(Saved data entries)

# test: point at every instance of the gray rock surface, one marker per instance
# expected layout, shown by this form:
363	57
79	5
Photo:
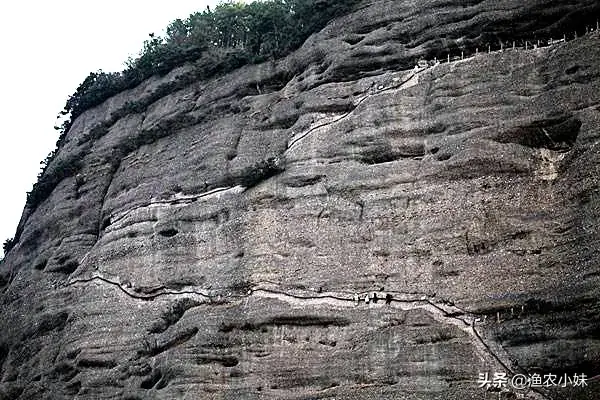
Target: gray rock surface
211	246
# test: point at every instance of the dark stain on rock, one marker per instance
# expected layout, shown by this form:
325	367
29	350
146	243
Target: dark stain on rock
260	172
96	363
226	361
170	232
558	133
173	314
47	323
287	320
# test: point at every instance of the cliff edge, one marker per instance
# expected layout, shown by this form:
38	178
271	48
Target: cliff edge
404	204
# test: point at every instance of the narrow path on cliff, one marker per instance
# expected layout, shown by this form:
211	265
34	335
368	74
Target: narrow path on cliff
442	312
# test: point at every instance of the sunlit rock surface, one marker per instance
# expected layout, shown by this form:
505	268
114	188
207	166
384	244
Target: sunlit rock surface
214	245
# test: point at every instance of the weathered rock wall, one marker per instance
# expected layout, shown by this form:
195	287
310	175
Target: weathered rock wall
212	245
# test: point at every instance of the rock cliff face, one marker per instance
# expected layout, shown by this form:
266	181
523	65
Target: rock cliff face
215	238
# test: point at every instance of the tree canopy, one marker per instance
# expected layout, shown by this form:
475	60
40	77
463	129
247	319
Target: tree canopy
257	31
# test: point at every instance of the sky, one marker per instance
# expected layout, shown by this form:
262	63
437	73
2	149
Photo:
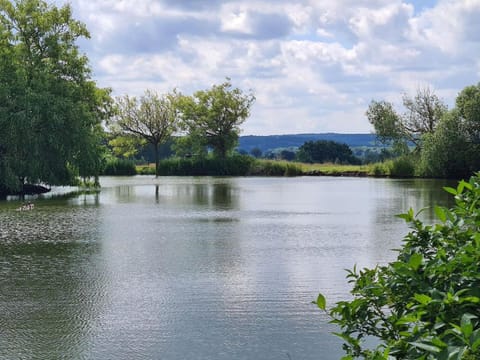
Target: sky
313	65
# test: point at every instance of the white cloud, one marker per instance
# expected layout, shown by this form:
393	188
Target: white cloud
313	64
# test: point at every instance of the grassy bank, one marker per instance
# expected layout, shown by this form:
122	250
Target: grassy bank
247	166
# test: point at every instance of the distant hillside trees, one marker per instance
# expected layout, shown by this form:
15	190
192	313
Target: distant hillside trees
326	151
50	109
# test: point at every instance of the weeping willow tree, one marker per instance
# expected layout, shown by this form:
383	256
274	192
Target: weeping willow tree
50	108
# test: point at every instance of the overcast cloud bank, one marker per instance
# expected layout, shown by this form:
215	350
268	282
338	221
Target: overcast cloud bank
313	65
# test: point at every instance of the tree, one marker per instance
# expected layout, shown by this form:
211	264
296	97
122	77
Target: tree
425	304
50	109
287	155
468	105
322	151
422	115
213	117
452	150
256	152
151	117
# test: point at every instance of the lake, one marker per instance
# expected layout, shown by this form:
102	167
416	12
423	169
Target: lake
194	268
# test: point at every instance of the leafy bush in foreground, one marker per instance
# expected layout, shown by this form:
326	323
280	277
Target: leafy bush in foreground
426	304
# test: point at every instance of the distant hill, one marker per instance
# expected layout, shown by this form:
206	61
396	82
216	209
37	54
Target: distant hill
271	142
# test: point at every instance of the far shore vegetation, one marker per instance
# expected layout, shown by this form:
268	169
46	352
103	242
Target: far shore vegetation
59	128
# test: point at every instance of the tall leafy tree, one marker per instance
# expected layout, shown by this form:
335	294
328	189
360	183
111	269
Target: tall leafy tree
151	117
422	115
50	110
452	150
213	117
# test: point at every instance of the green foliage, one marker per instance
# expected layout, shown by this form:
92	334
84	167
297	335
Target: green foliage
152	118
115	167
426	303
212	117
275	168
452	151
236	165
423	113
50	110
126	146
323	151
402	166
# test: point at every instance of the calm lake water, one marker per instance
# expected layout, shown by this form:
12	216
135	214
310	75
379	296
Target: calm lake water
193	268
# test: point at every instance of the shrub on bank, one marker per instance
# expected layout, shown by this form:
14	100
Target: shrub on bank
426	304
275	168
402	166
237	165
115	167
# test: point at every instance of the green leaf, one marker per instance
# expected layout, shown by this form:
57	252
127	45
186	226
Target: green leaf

## TASK DESCRIPTION
Begin at the line that has "# test: point at every instance of the overcast" in the entries above; stop after the line that has "# test: point at every instance of the tall". Transcribe exactly those lines and no others.

## PROBLEM SOLUTION
# test: point at every instance of the overcast cloud bank, one marker per instance
# expected layout, shown by this form:
215	350
268	282
338	221
Target: overcast cloud bank
313	65
# test: point at every instance of the tree, one marker per instance
# expected layout, shown by this form:
211	264
296	97
122	77
Target: tree
425	304
50	109
287	155
468	105
322	151
422	115
213	117
452	150
256	152
151	117
# test: point at every instance of the lake, one marker per instance
# expected layout, shown by this form:
102	167
416	12
423	169
Target: lake
194	268
# test: point at every instance of the leafy bush in foreground, one marker per instance
# expected layout, shown by this form:
326	323
280	277
Target: leafy bush in foreground
426	304
# test: point at every instance of the distant hill, one marker per instance
# expected layout, shown by this form:
206	61
396	82
216	209
37	54
Target: distant hill
271	142
# test: point at every instance of the far shore vegetation, one marker per instance
# expected layout, shown by this form:
268	169
46	352
103	242
Target: far shore vegetation
59	128
# test: point at every instance of the tall leafy tree, one marker per instance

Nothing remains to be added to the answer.